- _Work request_
Every record below is to be reproduced exactly.

Stored records:
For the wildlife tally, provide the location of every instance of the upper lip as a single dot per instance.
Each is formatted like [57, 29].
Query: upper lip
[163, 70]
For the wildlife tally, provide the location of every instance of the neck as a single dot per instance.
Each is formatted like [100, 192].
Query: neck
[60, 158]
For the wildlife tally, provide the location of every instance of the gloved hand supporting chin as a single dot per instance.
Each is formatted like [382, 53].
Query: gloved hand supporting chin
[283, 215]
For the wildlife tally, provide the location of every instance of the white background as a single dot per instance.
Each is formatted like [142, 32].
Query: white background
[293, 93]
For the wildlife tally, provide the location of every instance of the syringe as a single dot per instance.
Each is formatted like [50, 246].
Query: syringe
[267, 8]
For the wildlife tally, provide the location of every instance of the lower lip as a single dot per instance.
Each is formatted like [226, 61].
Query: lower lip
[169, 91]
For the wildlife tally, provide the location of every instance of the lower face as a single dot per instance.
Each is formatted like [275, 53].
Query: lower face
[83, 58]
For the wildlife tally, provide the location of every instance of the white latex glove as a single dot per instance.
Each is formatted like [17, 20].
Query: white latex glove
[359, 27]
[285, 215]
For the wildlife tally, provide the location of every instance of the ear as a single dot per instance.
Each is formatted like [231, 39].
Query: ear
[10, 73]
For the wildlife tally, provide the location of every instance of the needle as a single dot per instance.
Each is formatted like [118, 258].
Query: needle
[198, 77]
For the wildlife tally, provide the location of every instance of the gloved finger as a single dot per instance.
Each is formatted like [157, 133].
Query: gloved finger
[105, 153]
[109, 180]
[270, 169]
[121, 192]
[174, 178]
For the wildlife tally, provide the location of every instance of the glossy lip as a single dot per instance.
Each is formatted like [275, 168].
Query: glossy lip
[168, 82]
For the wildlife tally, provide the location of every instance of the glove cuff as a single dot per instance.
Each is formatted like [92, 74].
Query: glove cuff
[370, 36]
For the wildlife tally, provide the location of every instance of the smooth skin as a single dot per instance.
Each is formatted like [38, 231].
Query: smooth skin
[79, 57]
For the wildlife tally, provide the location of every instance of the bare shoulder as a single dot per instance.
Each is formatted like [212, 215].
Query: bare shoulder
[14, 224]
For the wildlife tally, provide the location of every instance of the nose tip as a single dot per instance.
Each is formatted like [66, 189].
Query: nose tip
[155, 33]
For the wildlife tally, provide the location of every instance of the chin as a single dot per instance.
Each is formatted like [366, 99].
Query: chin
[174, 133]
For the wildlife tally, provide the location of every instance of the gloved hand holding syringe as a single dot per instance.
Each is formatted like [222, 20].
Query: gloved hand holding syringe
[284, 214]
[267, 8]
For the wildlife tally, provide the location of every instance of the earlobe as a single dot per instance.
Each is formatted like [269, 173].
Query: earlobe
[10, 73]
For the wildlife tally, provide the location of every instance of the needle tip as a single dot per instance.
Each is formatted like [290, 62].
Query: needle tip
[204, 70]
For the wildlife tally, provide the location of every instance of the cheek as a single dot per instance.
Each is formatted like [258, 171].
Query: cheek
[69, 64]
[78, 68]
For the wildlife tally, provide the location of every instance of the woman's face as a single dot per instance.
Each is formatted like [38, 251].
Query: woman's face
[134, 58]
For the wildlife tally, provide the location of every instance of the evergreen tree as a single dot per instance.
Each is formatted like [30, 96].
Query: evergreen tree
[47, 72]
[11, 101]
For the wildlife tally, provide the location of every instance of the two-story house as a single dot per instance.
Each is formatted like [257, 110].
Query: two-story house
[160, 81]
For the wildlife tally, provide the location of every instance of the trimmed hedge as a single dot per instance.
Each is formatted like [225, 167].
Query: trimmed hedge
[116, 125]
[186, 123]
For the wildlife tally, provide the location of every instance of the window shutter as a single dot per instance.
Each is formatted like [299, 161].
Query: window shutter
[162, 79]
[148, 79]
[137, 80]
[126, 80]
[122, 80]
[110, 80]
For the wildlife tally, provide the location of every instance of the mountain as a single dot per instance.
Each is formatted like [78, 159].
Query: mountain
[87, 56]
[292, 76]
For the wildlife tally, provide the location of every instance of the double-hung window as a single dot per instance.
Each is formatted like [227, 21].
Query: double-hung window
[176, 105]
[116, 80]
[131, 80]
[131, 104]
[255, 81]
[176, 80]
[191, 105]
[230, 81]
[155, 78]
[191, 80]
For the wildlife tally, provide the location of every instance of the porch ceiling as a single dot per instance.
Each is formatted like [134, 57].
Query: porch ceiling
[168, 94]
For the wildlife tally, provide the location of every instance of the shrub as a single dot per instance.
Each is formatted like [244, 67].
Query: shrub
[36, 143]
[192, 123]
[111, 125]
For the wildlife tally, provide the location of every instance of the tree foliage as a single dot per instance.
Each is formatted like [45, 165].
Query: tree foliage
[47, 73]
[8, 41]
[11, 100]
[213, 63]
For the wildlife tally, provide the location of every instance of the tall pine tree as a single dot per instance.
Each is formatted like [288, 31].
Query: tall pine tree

- _Task solution_
For the wildlife tally, provide the location of every instance of the upper lip as a single dot per instance.
Each is formatted like [57, 29].
Query: upper lip
[163, 70]
For the wildlife tally, provide the location of every instance of the neck as a single dot per instance.
Each is formatted like [100, 192].
Query: neck
[60, 158]
For the wildlife tally, provide the location of every instance of the gloved hand supporting chin as a single dot per instance.
Each is formatted like [382, 53].
Query: gloved hand supporting chin
[283, 215]
For the wildlife tally, provide the location of every instance of the white background as a single dot per instance.
Each is formatted like [142, 32].
Query: white background
[293, 93]
For the wildlife tally, provide the location of every instance of the syringe as a single dot per instance.
Each is formatted like [50, 246].
Query: syringe
[267, 8]
For the wildlife tally, provide the location of every instance of the lower lip as a single dot per instance.
Each is formatted like [226, 61].
Query: lower lip
[169, 91]
For the wildlife tally, provide the location of every instance of the lower face as a single dot per instance.
Each is formatted like [275, 53].
Query: lower face
[83, 58]
For the wildlife tally, provide the location of every instance of the white latex glove as a single dot per instance.
Each is formatted like [17, 20].
Query: white latex glove
[359, 27]
[285, 215]
For the wildlife tally, provide the location of every instance of the ear as a single dot per instance.
Each is formatted like [231, 39].
Query: ear
[10, 73]
For the wildlife tally, provide the location of every instance of the needle as a single dot per instance.
Each is formatted like [118, 258].
Query: needle
[198, 77]
For the wildlife tally, provide the location of every instance of the gloved finger as a single dot per instance.
Each is formatted like [157, 133].
Query: gloved finger
[105, 153]
[109, 180]
[270, 169]
[121, 192]
[174, 178]
For the wildlife tally, provide the location of every instance of the glossy lip as a single dot per instance.
Each is formatted like [275, 168].
Query: glossy lip
[168, 82]
For the wildlife tally, provide the location of every instance of the glove cuff as a single dot per instance.
Each is formatted like [92, 74].
Query: glove cuff
[370, 36]
For the wildlife tally, provide the location of every instance of the smooth skin as a single dot per instance.
Each is formatted like [38, 231].
Query: smooth skin
[79, 57]
For the wildlife tally, provide the location of every instance of the bare shoulder as a single dot per instance.
Each is formatted like [212, 215].
Query: bare shoulder
[14, 224]
For the wildlife tally, provide the location of every instance of the nose tip as a single dot per instance.
Each is formatted like [66, 189].
Query: nose tip
[155, 33]
For the wildlife tally, provide the location of every instance of the chin as a single dot per instance.
Each is formatted like [366, 99].
Query: chin
[174, 133]
For the wildlife tally, provide the location of every instance of the gloved hand holding syringe as a single dot per instance.
Each is formatted like [222, 20].
Query: gloved hand holding syringe
[284, 214]
[267, 8]
For the wildlife tally, provide the location of every instance of the earlobe as a single dot per instance.
Each is formatted like [269, 173].
Query: earlobe
[10, 73]
For the wildlife tally, provide the location of every instance of the needle tip as a single dot per instance.
Each is formatted like [290, 62].
Query: needle tip
[204, 70]
For the wildlife tally, provide the location of every instance of the cheek as a single dot per instance.
Each is formatted like [258, 171].
Query: cheek
[69, 64]
[78, 68]
For the wildlife tally, provide the location of every instance of the woman's face as a single dot per instance.
Each is formatted like [38, 251].
Query: woman's face
[134, 58]
For the wildlife tally, provide the location of every instance of the evergreen tree as a single dot per instance.
Each is formatted like [30, 96].
Query: evergreen tree
[47, 72]
[11, 101]
For the wildlife tally, provide the location of every instance of the two-story house as a single dot per instance.
Each is formatted like [257, 110].
Query: two-story house
[160, 81]
For the wildlife tally, provide the location of every instance of the trimmed hedge as a single dot per instance.
Each is formatted like [225, 167].
Query: trimmed hedge
[116, 125]
[186, 123]
For the wildlife tally, provide the location of every instance of the window shutter as a single dot per instance.
Each is formatted like [299, 161].
Query: window shutter
[162, 79]
[148, 79]
[137, 80]
[126, 80]
[122, 80]
[110, 80]
For the wildlife tally, provide the location of every instance of the mountain as a single dot per instance.
Each is formatted like [78, 159].
Query: mountain
[87, 56]
[292, 76]
For the wildlife tally, provide the location of every instance of the double-hung window as a single dot per instance.
Each is formatted like [227, 21].
Query: double-hung window
[176, 105]
[116, 80]
[131, 80]
[131, 104]
[255, 81]
[176, 80]
[191, 105]
[230, 81]
[155, 78]
[191, 80]
For the wildlife tally, provide the location of every instance of the porch ceiling as a single dot per instance.
Each is formatted like [134, 57].
Query: porch ceiling
[168, 94]
For the wildlife tally, provide the location of every instance of the shrub as a single dot per instance.
Each is formatted like [244, 67].
Query: shrub
[36, 143]
[192, 123]
[111, 125]
For the wildlife tally, provide the location of every instance of the tree foliage as a single dot per instance.
Each is formatted like [45, 165].
Query: tree foliage
[47, 73]
[8, 41]
[11, 100]
[213, 63]
For the wildlife tally, provide the location of every instance of the tall pine tree as a single dot per instance.
Each is formatted like [288, 31].
Query: tall pine tree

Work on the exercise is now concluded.